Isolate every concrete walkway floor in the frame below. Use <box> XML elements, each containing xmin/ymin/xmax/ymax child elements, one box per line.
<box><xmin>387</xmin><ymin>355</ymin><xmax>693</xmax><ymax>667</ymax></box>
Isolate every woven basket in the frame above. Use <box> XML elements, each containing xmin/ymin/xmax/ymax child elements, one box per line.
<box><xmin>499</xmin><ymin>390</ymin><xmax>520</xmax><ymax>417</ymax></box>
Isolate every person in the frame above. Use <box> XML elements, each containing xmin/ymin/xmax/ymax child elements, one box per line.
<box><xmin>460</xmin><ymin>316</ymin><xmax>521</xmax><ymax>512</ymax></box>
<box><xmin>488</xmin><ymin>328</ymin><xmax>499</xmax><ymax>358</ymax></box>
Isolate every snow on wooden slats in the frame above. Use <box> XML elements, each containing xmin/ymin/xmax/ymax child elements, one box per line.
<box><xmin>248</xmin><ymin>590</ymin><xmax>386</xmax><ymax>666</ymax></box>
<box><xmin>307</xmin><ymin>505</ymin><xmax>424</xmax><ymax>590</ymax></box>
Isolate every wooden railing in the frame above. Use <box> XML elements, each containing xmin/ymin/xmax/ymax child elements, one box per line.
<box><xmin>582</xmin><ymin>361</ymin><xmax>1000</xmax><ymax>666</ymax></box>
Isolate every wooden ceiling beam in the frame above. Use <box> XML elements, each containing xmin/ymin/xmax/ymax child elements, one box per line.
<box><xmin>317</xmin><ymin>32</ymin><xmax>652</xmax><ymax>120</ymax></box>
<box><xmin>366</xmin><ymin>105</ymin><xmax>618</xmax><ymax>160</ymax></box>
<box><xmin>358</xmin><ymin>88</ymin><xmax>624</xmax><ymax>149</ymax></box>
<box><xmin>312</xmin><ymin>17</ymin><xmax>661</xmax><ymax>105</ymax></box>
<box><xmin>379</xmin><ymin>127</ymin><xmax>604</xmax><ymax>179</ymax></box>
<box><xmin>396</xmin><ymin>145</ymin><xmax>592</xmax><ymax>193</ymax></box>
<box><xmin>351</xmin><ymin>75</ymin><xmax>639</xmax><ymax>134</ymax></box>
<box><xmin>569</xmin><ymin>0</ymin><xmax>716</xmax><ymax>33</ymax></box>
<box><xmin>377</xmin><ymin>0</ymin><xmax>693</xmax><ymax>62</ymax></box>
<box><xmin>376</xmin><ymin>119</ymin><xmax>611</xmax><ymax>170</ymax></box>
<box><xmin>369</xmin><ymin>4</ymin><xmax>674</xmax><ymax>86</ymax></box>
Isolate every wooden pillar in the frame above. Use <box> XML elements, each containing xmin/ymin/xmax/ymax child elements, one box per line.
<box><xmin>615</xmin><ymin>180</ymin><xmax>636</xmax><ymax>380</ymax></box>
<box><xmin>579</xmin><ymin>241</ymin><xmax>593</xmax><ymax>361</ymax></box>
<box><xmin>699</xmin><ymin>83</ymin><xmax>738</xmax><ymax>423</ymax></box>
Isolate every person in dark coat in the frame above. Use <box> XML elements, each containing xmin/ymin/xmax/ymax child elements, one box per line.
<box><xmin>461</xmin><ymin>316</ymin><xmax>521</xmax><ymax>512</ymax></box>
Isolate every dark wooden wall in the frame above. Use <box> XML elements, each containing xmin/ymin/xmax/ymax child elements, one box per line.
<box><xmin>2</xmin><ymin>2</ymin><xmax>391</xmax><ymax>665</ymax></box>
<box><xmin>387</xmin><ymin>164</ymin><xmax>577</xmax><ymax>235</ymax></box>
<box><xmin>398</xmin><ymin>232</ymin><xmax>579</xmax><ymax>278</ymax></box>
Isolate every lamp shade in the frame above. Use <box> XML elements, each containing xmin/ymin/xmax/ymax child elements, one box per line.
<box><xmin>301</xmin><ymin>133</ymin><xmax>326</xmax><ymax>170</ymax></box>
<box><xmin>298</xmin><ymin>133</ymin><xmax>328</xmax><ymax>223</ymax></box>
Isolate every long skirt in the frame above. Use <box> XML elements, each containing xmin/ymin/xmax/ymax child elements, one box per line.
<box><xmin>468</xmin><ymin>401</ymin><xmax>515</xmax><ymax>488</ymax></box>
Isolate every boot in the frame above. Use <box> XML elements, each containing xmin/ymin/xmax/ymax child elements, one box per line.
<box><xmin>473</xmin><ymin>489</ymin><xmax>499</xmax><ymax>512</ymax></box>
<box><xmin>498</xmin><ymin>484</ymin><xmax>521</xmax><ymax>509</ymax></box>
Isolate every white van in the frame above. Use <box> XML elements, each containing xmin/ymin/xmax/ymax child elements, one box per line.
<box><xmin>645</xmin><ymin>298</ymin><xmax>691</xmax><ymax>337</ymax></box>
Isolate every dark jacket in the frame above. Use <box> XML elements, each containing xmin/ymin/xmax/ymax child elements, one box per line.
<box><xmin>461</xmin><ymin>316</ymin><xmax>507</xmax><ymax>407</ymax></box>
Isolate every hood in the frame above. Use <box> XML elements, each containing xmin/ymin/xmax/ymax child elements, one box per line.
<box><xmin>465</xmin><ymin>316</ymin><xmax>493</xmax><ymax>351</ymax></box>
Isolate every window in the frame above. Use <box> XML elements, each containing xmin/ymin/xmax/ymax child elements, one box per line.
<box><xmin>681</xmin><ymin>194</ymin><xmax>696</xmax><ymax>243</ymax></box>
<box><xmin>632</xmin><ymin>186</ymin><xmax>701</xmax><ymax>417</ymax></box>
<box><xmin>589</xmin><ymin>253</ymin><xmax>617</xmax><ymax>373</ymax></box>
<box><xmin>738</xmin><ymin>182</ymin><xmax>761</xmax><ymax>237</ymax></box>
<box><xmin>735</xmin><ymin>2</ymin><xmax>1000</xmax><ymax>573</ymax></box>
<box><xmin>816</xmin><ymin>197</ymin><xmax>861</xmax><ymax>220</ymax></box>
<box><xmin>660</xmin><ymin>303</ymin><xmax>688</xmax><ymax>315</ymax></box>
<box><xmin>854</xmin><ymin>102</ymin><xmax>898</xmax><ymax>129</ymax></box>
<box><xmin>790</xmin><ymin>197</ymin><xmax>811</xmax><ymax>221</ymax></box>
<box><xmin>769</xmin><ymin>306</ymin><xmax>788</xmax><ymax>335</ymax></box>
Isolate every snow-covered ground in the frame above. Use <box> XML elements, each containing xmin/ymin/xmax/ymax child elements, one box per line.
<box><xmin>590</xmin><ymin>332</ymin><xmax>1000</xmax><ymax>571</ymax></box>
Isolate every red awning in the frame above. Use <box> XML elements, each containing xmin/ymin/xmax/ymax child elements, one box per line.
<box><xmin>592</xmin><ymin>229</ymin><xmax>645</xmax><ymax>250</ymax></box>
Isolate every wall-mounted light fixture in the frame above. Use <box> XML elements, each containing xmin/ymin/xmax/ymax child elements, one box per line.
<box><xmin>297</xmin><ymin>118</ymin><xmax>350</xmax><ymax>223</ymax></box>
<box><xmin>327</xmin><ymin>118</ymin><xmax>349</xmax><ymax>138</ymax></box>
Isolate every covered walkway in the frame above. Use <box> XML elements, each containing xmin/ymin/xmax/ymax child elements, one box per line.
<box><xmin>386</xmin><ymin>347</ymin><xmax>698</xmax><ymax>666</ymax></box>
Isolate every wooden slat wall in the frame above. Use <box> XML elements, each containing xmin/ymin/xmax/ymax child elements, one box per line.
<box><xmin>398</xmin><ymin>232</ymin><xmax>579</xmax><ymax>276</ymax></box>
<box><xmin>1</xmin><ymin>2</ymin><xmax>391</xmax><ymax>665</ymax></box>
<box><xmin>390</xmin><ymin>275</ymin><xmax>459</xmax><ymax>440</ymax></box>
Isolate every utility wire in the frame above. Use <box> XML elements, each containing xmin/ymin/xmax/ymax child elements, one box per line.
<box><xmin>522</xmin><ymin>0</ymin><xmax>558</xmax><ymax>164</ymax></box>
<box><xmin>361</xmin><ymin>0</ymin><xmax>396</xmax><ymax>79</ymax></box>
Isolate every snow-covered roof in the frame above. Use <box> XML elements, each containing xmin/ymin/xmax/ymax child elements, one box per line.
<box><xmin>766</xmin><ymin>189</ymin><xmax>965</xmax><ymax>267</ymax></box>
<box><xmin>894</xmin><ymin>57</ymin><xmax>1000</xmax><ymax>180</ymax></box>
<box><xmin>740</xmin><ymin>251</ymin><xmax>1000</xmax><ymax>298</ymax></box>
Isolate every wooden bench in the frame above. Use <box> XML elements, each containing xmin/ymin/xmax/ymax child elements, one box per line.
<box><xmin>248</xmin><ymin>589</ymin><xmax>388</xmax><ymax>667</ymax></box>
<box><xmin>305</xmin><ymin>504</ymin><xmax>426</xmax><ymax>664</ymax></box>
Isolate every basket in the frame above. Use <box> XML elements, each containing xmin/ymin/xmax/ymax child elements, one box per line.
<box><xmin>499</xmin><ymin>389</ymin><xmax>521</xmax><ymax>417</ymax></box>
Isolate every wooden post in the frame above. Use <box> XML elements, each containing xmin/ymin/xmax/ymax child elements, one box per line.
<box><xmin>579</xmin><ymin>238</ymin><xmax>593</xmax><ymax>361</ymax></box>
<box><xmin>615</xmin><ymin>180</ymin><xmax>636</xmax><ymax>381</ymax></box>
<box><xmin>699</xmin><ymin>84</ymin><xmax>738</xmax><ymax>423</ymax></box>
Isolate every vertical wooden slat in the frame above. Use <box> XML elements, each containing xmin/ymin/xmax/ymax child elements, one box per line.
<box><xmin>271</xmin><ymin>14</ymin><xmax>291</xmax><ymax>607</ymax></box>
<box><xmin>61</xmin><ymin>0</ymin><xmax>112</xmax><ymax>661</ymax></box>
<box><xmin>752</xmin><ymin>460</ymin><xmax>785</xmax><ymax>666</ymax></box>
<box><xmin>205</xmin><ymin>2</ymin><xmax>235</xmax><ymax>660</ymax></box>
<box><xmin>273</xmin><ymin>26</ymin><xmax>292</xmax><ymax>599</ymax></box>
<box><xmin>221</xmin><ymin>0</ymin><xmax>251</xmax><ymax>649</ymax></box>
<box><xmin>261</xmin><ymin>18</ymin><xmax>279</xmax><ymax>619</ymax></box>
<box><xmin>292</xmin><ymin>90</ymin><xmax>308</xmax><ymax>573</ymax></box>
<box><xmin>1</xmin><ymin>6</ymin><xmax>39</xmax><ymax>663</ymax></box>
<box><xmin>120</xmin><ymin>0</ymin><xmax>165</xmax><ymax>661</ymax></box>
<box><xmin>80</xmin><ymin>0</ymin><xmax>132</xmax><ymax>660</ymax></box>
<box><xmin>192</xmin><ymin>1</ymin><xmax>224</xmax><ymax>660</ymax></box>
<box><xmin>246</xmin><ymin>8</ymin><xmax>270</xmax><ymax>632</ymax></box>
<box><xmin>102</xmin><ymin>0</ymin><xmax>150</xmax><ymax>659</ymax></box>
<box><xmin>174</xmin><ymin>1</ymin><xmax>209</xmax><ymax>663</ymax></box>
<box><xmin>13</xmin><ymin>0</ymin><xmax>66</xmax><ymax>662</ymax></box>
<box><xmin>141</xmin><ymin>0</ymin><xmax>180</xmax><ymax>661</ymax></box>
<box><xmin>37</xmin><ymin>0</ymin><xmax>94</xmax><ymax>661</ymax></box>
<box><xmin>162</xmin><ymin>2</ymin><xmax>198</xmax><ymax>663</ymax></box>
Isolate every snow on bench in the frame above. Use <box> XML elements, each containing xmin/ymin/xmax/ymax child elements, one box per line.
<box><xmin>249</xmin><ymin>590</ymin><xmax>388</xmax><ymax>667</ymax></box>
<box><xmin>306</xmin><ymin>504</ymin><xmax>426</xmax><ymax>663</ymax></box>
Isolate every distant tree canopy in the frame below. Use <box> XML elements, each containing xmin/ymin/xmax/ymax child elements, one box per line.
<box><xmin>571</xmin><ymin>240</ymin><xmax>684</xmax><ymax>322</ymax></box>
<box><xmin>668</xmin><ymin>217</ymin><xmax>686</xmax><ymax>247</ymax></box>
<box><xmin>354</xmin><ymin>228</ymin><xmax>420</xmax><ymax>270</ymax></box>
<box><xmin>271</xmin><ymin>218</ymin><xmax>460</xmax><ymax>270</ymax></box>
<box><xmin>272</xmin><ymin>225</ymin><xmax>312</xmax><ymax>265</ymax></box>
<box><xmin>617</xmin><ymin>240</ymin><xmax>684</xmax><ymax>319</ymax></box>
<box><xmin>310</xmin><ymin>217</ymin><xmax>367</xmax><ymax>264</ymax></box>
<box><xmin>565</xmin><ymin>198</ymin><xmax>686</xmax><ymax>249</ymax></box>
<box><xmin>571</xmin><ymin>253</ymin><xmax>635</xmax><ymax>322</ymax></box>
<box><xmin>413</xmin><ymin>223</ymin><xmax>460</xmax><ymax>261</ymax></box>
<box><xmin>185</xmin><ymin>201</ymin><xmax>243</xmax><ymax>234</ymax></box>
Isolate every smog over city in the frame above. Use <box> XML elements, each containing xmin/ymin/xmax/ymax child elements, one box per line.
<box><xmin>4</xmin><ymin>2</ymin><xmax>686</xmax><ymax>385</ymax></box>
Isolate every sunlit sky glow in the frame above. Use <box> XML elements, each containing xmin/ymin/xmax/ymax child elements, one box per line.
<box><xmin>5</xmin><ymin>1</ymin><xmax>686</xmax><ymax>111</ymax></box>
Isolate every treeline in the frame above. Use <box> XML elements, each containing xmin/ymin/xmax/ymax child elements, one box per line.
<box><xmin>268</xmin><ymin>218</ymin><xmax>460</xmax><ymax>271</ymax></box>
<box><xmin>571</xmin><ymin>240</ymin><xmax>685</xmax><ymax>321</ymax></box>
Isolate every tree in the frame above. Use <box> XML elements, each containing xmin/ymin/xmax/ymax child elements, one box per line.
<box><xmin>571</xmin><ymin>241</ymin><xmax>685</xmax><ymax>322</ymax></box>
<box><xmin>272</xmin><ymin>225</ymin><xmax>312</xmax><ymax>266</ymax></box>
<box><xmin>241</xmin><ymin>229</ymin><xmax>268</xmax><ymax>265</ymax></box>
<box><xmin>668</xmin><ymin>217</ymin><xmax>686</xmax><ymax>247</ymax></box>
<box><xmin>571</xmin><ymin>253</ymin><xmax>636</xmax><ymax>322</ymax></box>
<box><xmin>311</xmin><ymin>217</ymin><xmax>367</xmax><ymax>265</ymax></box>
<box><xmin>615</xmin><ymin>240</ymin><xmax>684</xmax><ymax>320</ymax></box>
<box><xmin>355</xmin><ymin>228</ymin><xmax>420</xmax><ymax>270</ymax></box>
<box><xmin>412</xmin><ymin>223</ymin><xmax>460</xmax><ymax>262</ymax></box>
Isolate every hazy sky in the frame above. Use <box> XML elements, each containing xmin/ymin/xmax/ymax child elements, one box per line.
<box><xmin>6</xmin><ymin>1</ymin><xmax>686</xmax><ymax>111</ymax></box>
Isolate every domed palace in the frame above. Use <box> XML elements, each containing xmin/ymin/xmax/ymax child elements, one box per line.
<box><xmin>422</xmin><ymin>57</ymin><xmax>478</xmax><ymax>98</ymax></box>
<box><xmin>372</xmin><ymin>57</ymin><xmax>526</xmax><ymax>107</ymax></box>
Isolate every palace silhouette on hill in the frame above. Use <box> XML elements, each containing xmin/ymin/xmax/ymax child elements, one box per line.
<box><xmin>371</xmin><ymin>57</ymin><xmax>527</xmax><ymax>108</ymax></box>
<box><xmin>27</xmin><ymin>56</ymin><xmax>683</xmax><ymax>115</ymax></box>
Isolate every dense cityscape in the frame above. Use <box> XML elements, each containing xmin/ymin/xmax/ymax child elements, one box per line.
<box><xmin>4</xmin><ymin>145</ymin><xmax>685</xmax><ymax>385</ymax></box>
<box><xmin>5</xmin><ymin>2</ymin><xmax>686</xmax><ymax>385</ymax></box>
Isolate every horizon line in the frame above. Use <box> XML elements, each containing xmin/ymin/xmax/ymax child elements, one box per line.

------------------------------------------------------------------------

§ Task details: Copy exactly the line containing "Isolate every palace" and each line after it through the end of the records above.

§ Task answer:
Isolate every palace silhouette on hill in the frame above. Use <box> XML elements, each containing xmin/ymin/xmax/ymax child elements, one box per line.
<box><xmin>371</xmin><ymin>57</ymin><xmax>527</xmax><ymax>108</ymax></box>
<box><xmin>27</xmin><ymin>56</ymin><xmax>683</xmax><ymax>115</ymax></box>
Isolate every dense cityscape in the frame above. Use <box> XML elements, each containing xmin/ymin/xmax/ymax child elements, one box per line.
<box><xmin>4</xmin><ymin>145</ymin><xmax>685</xmax><ymax>385</ymax></box>
<box><xmin>5</xmin><ymin>2</ymin><xmax>686</xmax><ymax>385</ymax></box>
Isolate every horizon line in the frame above. Use <box> XML elements, each containing xmin/ymin/xmax/ymax child elements, one box per line.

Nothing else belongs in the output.